● **Given text**
- Opening Delimiter -

If you or a loved one are facing the possibility of losing mental capacity, you should consider getting a Lasting Power of Attorney. It is important that this is done while the individual has mental capacity, as otherwise it cannot be done.
A lasting power of attorney (LPA) is a legal document that allows you to appoint one or more people (‘attorneys’) to assist you or to make decisions on your behalf, in the event that you become incapacitated through illness or accident.
There are 2 types of LPA:
- Health and Welfare
- Property and Financial affairs
Health and welfare lasting power of attorney
This LPA to give an attorney the power to make decisions on:
- your medical care
- moving into a care home
- life-sustaining treatment decisions
The LPA only comes into effect when you are unable to make your own decisions.
Property and financial affairs lasting power of attorney
This LPA can give your attorney the power to make decisions about money and property for you, including:
- managing a bank or building society account
- paying bills
- collecting benefits or a pension
- selling your home
Without an LPA, if you become incapacitated, your finances and assets could be handed over to an external deputy to manage, which can be difficult for the family and very expensive.
You can set up an LPA at any time, but it only comes into effect when you become incapacitated or lack mental capacity. The relevant circumstances and conditions can be tailored within your LPA.
An LPA will ensure that someone you know and trust will be in charge of your finances and assets, and leave you and your family with peace of mind.

- Closing Delimiter -

● **Information supplied**
- Opening Delimiter -

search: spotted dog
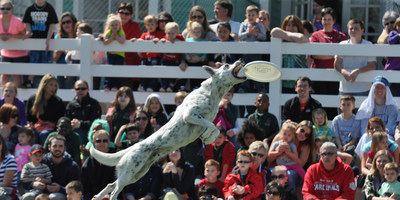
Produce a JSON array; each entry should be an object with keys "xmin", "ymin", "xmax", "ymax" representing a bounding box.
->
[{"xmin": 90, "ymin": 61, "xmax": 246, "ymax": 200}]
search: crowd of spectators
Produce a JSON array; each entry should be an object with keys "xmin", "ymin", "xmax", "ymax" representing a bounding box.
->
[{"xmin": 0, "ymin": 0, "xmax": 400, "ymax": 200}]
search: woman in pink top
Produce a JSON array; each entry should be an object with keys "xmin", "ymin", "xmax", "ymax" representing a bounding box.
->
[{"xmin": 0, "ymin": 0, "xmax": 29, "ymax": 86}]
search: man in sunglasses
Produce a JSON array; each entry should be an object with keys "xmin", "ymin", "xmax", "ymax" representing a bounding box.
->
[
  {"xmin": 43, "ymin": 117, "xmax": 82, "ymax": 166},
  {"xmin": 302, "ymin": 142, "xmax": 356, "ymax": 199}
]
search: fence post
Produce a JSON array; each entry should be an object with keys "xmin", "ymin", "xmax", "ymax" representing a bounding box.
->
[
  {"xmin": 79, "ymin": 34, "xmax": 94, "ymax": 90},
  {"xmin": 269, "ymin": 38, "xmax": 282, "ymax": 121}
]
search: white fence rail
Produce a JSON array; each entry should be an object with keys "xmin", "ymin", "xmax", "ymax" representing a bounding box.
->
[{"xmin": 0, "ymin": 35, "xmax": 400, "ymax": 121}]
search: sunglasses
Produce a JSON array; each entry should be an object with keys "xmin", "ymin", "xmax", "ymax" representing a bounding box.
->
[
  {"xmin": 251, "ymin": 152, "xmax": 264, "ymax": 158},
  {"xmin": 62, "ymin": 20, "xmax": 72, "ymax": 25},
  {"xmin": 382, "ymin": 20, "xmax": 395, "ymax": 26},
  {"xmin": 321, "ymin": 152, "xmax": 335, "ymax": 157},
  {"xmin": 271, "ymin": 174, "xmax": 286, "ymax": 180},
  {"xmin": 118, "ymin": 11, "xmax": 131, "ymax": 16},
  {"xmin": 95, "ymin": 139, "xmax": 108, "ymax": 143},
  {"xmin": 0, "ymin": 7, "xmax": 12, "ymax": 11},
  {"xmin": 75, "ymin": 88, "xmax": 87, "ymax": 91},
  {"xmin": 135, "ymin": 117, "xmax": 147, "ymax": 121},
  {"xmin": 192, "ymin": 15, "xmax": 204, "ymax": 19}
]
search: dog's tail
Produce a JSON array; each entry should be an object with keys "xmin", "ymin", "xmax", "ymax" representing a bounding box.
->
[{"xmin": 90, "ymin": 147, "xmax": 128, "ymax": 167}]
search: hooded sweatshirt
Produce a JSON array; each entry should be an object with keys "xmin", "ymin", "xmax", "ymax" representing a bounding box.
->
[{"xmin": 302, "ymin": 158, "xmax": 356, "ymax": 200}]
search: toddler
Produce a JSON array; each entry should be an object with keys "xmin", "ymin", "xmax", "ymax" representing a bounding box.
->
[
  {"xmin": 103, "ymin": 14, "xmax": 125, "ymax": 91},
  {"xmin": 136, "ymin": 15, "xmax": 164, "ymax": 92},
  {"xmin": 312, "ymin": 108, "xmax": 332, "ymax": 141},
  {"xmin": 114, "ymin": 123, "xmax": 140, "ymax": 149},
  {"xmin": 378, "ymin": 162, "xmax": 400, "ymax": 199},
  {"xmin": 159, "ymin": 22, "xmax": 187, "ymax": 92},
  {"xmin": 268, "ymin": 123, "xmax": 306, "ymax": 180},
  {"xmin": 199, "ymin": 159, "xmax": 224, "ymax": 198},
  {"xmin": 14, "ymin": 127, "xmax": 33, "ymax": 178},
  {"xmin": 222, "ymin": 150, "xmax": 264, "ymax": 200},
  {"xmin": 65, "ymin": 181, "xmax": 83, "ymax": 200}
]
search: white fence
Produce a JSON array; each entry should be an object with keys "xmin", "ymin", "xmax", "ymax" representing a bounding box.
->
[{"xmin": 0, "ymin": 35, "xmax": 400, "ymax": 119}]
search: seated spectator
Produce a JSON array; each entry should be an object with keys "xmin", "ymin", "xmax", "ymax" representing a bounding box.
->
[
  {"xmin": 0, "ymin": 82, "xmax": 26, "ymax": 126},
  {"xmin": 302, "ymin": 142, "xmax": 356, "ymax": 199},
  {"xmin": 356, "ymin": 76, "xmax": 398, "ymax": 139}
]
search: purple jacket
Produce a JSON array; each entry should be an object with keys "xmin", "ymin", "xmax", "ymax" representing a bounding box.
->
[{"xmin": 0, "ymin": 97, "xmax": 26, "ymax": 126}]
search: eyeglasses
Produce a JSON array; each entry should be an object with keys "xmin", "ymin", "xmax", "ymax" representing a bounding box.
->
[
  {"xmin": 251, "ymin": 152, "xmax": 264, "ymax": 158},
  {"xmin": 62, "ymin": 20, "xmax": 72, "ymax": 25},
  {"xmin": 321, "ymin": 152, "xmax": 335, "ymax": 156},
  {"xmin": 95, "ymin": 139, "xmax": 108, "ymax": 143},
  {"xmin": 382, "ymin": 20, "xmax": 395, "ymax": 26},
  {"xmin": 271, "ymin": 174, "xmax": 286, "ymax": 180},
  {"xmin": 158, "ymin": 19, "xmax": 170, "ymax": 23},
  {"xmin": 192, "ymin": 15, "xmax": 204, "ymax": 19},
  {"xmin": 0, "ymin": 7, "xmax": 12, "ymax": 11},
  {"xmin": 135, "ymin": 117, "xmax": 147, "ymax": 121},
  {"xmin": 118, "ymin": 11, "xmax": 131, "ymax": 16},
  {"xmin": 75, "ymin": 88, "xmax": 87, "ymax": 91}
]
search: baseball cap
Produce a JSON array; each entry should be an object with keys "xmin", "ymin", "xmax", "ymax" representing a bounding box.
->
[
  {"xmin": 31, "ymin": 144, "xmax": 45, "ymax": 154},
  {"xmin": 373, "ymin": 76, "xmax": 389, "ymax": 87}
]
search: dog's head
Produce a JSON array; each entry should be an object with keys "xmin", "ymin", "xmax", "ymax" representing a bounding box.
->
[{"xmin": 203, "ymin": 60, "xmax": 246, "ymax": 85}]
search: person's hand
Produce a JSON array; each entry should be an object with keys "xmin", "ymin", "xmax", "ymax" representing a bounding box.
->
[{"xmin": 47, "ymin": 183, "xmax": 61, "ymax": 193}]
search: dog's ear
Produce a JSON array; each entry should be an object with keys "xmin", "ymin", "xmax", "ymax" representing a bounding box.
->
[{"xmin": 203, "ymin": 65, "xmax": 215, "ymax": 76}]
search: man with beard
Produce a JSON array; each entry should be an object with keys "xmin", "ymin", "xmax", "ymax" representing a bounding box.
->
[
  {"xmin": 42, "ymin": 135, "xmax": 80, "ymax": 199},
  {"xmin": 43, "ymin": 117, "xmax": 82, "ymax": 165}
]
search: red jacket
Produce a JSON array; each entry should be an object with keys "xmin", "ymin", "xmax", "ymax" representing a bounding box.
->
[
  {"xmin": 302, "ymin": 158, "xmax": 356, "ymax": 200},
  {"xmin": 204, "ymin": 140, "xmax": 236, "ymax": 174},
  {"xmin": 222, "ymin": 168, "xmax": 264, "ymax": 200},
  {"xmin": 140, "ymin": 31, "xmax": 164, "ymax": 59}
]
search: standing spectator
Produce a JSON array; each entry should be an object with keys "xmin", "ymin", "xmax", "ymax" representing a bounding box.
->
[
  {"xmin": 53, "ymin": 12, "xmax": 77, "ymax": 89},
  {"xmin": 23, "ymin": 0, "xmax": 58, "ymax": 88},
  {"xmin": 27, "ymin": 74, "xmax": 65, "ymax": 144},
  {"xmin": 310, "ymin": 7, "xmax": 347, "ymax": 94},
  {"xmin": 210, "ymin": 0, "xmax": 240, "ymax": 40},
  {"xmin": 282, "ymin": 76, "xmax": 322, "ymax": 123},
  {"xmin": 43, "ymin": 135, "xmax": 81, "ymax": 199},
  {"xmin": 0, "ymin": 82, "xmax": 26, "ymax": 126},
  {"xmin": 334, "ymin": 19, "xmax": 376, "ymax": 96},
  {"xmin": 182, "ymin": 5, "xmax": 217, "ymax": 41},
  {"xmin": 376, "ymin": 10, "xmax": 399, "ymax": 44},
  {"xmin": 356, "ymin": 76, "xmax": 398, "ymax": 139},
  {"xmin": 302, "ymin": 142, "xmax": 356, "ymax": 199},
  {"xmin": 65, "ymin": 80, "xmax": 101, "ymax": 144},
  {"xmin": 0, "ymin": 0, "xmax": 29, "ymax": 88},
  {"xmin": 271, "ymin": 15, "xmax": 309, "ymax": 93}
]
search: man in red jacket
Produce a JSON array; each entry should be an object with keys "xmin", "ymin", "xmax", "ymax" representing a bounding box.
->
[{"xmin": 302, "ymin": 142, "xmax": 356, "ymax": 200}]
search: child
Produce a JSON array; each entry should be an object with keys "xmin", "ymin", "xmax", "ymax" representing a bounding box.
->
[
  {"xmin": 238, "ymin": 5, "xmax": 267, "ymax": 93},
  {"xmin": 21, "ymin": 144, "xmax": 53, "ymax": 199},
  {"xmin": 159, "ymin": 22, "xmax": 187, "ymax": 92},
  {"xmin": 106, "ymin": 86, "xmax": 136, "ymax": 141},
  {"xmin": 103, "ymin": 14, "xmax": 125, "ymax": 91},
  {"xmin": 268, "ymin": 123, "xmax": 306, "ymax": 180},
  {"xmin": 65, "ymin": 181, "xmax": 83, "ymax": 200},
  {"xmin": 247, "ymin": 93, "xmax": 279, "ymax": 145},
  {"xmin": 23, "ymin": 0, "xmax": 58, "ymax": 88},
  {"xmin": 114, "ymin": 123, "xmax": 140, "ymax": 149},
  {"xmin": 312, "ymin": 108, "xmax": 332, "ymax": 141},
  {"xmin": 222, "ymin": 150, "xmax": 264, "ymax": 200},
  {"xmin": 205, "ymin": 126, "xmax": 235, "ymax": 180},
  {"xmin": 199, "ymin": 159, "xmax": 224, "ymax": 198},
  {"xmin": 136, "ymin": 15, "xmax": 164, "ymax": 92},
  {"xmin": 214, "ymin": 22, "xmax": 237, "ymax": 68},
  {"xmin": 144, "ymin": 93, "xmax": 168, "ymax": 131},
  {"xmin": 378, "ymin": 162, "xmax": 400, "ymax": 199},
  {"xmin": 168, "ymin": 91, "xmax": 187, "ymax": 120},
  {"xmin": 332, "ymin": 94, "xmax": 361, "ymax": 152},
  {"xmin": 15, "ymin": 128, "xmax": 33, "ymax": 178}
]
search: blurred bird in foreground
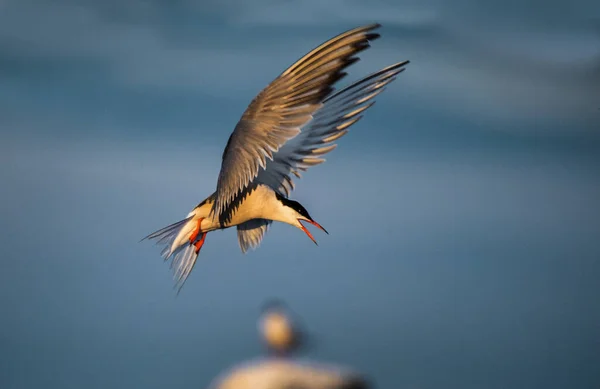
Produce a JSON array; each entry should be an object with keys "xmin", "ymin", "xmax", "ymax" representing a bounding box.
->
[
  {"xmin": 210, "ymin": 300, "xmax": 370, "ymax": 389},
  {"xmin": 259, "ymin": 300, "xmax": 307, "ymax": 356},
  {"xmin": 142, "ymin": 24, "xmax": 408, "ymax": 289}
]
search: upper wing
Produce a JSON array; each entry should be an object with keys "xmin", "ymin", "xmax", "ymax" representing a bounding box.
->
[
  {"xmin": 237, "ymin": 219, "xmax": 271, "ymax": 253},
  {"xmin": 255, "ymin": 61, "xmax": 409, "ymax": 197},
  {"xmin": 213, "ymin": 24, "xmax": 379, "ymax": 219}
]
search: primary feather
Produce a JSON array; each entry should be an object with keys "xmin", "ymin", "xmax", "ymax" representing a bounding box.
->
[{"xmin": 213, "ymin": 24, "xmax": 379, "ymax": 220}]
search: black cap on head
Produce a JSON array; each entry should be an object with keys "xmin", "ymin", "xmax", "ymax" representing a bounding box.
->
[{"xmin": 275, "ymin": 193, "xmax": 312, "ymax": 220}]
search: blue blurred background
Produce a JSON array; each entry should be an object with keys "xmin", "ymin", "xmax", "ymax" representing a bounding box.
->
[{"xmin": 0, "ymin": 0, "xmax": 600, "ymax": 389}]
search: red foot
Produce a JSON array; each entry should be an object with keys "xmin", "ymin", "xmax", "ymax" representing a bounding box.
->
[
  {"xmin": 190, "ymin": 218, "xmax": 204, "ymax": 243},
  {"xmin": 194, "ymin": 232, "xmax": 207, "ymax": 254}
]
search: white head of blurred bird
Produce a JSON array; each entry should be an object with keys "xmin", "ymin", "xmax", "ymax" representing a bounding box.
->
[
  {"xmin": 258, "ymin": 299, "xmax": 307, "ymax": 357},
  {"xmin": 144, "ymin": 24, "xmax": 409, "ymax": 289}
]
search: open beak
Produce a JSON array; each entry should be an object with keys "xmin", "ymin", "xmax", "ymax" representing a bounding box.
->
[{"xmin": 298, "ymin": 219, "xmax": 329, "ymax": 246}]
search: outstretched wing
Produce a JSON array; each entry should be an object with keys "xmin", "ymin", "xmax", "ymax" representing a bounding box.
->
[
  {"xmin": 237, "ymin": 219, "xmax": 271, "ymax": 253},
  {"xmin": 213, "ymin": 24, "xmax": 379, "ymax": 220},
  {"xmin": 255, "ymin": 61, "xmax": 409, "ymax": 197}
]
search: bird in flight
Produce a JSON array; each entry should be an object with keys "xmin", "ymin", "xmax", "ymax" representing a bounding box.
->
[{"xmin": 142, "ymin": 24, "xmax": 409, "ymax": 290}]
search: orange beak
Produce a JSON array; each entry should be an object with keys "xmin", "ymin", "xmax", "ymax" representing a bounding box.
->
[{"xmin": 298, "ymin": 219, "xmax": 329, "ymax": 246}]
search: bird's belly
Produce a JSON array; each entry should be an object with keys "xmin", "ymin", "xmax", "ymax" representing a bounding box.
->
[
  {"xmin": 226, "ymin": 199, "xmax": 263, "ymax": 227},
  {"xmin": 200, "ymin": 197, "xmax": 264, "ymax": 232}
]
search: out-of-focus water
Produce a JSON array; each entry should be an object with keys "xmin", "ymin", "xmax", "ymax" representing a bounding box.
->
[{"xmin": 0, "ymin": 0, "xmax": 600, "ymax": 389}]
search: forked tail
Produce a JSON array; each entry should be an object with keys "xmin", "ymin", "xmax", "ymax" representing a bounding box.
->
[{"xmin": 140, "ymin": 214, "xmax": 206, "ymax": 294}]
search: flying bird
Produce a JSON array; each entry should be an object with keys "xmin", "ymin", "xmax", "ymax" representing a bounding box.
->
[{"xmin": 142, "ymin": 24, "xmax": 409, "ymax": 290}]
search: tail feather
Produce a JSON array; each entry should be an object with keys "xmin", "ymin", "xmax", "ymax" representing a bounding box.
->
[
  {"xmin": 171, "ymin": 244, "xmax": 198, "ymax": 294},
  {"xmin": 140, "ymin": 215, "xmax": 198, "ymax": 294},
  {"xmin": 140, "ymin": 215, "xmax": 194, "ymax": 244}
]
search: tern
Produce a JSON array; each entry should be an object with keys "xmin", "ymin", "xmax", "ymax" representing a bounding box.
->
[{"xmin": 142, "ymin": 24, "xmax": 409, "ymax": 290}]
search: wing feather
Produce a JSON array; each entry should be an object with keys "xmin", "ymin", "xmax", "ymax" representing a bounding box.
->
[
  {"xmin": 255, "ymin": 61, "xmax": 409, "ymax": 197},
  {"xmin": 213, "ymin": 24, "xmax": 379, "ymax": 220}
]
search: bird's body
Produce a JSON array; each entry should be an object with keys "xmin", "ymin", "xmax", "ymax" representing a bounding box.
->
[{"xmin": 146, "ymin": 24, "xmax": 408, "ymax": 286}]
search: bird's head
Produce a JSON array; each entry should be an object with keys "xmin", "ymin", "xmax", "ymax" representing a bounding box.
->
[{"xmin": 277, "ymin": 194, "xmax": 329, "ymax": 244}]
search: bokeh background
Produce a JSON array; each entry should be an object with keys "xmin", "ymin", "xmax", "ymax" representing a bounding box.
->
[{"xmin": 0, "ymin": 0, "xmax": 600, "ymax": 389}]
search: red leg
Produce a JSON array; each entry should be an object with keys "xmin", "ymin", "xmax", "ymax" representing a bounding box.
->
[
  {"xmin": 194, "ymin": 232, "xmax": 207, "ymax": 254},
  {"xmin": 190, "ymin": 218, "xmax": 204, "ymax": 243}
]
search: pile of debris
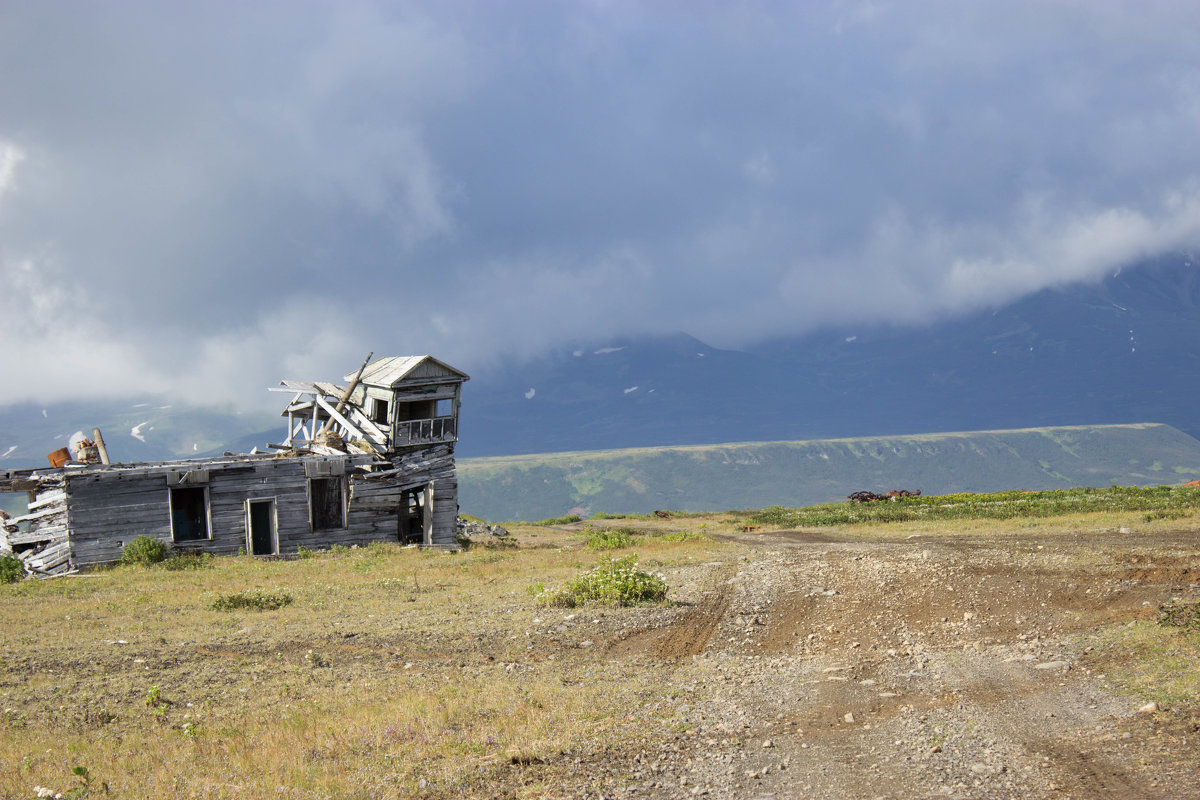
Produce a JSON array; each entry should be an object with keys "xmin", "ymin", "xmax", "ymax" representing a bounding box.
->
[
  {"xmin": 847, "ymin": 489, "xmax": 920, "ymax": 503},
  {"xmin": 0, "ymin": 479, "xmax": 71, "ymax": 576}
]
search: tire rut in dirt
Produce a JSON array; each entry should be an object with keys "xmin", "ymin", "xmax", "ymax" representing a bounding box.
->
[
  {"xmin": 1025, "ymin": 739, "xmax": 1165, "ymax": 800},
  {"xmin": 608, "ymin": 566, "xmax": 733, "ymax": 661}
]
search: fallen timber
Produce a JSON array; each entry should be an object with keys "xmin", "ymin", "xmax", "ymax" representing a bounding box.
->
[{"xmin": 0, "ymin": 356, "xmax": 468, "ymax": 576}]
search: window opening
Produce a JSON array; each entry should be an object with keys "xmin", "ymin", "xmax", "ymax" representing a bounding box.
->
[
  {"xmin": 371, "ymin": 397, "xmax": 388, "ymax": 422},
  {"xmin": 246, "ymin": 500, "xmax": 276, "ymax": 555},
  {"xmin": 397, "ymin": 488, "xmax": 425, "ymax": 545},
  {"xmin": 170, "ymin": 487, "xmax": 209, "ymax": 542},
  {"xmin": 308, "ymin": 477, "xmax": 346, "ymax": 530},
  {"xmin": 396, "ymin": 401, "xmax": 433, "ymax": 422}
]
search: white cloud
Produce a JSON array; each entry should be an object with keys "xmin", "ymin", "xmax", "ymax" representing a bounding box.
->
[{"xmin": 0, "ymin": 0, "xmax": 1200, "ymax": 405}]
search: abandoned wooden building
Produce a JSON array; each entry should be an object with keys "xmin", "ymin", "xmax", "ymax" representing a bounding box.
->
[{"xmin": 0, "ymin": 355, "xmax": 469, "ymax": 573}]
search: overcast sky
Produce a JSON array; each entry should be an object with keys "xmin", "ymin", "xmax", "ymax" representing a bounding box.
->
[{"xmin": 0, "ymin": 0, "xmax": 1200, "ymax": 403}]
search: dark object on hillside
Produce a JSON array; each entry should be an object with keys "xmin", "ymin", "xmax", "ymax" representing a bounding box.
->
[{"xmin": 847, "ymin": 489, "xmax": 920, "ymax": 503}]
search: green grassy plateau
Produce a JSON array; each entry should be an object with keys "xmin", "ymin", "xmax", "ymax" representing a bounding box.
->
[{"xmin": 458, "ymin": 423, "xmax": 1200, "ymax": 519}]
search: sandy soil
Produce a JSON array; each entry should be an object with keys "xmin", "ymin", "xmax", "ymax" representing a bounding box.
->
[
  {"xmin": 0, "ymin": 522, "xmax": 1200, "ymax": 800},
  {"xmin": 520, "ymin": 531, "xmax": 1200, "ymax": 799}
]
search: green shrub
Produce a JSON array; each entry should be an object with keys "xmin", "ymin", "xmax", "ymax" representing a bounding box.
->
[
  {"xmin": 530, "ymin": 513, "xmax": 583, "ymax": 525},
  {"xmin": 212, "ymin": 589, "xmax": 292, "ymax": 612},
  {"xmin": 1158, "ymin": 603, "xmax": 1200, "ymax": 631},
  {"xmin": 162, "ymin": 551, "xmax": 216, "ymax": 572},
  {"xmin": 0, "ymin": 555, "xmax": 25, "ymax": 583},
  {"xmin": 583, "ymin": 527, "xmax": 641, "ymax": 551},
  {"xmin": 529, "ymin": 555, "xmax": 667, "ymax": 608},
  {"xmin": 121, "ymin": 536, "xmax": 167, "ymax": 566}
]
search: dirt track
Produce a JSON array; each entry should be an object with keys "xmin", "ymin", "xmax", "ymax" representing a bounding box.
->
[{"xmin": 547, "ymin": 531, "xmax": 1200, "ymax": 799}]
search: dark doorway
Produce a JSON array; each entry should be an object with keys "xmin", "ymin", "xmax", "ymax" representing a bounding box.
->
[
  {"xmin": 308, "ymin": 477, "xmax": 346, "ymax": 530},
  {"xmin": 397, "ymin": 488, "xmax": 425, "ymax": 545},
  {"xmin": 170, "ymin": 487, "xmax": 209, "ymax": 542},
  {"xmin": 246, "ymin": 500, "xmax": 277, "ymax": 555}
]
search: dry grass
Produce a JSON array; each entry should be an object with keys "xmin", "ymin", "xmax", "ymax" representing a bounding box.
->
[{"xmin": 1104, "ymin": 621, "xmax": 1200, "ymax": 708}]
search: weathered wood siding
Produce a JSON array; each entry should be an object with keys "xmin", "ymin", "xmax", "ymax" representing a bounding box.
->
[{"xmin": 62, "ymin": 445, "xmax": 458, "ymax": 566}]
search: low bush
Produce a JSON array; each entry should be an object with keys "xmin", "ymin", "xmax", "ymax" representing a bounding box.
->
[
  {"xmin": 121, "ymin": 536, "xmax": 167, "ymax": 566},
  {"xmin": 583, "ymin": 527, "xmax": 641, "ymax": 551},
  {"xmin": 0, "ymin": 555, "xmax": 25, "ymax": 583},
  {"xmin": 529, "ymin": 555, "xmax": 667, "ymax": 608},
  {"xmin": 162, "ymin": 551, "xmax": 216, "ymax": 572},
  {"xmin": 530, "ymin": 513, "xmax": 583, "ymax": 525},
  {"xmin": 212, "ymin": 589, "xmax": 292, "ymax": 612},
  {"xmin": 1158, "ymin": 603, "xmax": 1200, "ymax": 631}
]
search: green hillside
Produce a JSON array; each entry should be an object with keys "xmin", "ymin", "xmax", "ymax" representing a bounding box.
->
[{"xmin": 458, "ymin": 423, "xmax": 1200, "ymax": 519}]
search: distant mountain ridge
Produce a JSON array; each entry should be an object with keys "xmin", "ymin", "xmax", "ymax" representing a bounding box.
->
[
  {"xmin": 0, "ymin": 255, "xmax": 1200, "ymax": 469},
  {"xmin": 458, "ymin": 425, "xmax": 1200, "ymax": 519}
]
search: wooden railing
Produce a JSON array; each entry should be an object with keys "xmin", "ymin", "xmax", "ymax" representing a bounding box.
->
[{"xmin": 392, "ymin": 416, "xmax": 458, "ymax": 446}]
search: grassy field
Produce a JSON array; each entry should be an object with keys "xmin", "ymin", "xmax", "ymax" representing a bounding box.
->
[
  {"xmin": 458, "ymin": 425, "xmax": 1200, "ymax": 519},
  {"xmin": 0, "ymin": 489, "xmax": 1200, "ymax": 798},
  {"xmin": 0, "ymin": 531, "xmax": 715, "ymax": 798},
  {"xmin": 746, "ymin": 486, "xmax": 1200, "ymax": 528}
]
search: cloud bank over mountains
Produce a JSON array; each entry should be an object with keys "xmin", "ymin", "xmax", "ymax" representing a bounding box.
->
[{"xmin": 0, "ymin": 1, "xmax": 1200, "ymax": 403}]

- Closing Delimiter -

● **Exercises**
- a) According to the text on lasting powers of attorney, what could happen to a person's finances and assets without an LPA if that person becomes incapacitated?
- b) List every example that the text on lasting powers of attorney gives of decisions about money and property that a property and financial affairs LPA can cover.
- c) Summarize the text on lasting powers of attorney in two sentences.

● **Replies**
- a) They could be handed over to an external deputy to manage, which can be difficult for the family and very expensive.

- b)
- Managing a bank or building society account
- Paying bills
- Collecting benefits or a pension
- Selling your home

- c) A lasting power of attorney is a legal document that lets a person appoint one or more attorneys to make decisions on their behalf if they become incapacitated, and it must be set up while the person still has mental capacity. There are two types, one covering health and welfare and the other covering property and financial affairs, and an LPA ensures that someone known and trusted will be in charge of the person's finances and assets.